Your instructions → Give the material again in full, matching it exactly.

Some records
Begin

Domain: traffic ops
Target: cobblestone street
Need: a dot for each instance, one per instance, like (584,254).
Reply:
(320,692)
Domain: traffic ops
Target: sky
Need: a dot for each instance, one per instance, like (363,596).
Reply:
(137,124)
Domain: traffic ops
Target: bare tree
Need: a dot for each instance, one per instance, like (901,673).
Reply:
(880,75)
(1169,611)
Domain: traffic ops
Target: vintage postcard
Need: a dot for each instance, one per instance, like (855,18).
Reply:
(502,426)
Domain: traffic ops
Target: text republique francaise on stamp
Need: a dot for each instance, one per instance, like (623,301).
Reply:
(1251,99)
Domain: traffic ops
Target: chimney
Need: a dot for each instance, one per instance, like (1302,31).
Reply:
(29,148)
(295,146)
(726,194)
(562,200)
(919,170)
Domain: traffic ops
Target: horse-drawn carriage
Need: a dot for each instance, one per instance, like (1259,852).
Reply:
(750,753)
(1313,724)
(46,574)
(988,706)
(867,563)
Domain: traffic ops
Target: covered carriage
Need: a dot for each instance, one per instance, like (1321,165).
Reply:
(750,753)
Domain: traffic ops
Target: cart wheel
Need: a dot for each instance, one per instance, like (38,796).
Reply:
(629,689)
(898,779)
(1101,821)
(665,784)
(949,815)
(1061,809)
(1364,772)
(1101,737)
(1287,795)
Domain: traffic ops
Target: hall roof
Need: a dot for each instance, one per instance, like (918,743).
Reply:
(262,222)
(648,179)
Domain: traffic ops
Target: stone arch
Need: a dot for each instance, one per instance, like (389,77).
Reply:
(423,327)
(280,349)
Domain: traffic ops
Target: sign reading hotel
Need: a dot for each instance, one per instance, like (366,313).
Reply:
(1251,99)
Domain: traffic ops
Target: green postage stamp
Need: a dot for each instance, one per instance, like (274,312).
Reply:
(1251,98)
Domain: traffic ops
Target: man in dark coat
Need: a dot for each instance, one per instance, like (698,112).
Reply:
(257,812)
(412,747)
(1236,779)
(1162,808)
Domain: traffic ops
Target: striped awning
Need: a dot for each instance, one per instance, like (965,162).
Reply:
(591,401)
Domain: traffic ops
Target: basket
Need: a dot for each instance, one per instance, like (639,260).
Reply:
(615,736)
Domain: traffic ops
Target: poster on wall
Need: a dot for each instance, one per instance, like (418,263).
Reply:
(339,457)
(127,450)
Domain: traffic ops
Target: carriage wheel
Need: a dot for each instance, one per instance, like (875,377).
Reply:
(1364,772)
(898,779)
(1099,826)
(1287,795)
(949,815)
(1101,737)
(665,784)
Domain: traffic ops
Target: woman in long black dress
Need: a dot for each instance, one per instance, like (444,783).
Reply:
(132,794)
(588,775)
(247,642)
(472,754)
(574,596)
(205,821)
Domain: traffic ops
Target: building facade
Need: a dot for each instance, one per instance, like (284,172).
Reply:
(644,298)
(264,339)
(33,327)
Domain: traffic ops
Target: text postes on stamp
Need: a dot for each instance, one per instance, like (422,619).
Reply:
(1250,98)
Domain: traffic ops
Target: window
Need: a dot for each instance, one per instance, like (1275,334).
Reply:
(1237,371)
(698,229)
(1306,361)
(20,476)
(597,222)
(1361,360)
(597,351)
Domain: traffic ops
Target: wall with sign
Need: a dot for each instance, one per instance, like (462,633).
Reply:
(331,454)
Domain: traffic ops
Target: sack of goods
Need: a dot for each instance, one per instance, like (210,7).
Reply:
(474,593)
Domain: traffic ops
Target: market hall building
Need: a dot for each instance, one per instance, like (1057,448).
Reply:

End

Written solution →
Domain: traffic ops
Target: cobblestone street
Need: a dot for each instance, one per instance, like (584,254).
Reply:
(320,692)
Domain: traffic ops
Target: sky
Need: a dot for each instance, one per instance, like (363,596).
Reply:
(137,124)
Domain: traffic ops
Target: bare tree
Need: a dot for each instance, one per instance, like (901,673).
Reply:
(880,75)
(1169,611)
Domain: traffic ops
Target: vintage postcard
Need: a dot for each instance, one per instance, like (855,18).
Reply:
(502,426)
Domain: traffic ops
Target: text republique francaise on stamp
Need: a dot for each instance, one per instance, like (623,301).
Reply:
(1251,99)
Domain: traffic ops
Target: chimney
Need: a dot for each instance, one per instance, like (1302,31).
Reply:
(29,148)
(295,146)
(726,194)
(562,200)
(919,170)
Domain: traffic ops
Target: horse-drawn carriage
Need: a dot for each instance, one per instance, like (1259,852).
Reply:
(750,753)
(1313,724)
(46,574)
(988,706)
(867,563)
Domain: traffic ops
Target: covered carriage
Need: a dot for each instance, one per instance, like (1321,165).
Reply:
(750,753)
Domain: traffic ops
Target: cart wheel
Need: a dot for each instance, one per instance, like (38,796).
Reply:
(629,689)
(898,779)
(1101,821)
(665,784)
(949,815)
(1061,809)
(1364,772)
(1101,737)
(1287,795)
Domain: traffic ops
Target: hall roof
Need: a dot for each instance, one per instance, like (918,743).
Reply:
(262,222)
(648,179)
Domain: traffic ops
Target: stone arch
Need: a dot for each instance, one per instance, like (389,77).
Reply:
(423,327)
(280,349)
Domain: traffic ops
Target: sign reading hotel
Need: a dot for each instance, one per instance, like (366,313).
Reply:
(1251,99)
Domain: traffic ops
Target: green postage stamp
Need: a dot for each instance, one per instance, like (274,312).
Reply:
(1251,98)
Domain: traffic ops
Target: man in dark coat
Need: a dot for each instance, one per instance, like (698,112).
Reply:
(257,812)
(412,747)
(1236,779)
(1162,808)
Domain: traffic ops
Target: striped awning
Need: a dot for each instance, one per instance, like (965,162).
Reply:
(591,401)
Domain: traffic ops
Target: basket
Need: a dot for each instance, one per instance, like (639,260).
Reply:
(615,736)
Domain: traffic ops
Target: poster on wall
Need: a dot for each instance, one per instance, like (418,263).
Reply:
(339,457)
(127,450)
Domain: traffic ops
Target: carriage wheel
Need: a dot for each instance, one per instance, like (875,377).
Reply:
(1364,772)
(898,779)
(1099,826)
(1287,795)
(949,815)
(1101,737)
(665,784)
Domain: traffic ops
Target: woman in long black dress
Need: a dot for each instance, one per instance, like (444,783).
Reply:
(132,794)
(588,775)
(247,642)
(472,754)
(574,596)
(205,821)
Domain: traffic ops
Target: building facade
Need: a dot for each instance, one per instance, like (284,172).
Reply:
(644,298)
(264,339)
(33,327)
Domain: traffic ops
Target: text postes on stamp
Need: a dot for each instance, one per instance, like (422,619).
Reply:
(1250,98)
Domain: traffic ops
Target: window
Need: a dot for each instance, one per instance, like (1275,334).
Reply:
(1237,371)
(698,229)
(1306,361)
(20,476)
(597,222)
(1361,360)
(597,351)
Domain: traffic ops
Target: wall with sign
Need: a dot for each instance, one per instance, like (462,633).
Reply:
(331,454)
Domain: traffic ops
Target: sack of goods
Need: a dot for each instance, one per instance, like (210,7).
Reply:
(474,593)
Domain: traffic ops
Target: market hall building
Need: a dot for each instance, one per instance, like (1057,448).
Reply:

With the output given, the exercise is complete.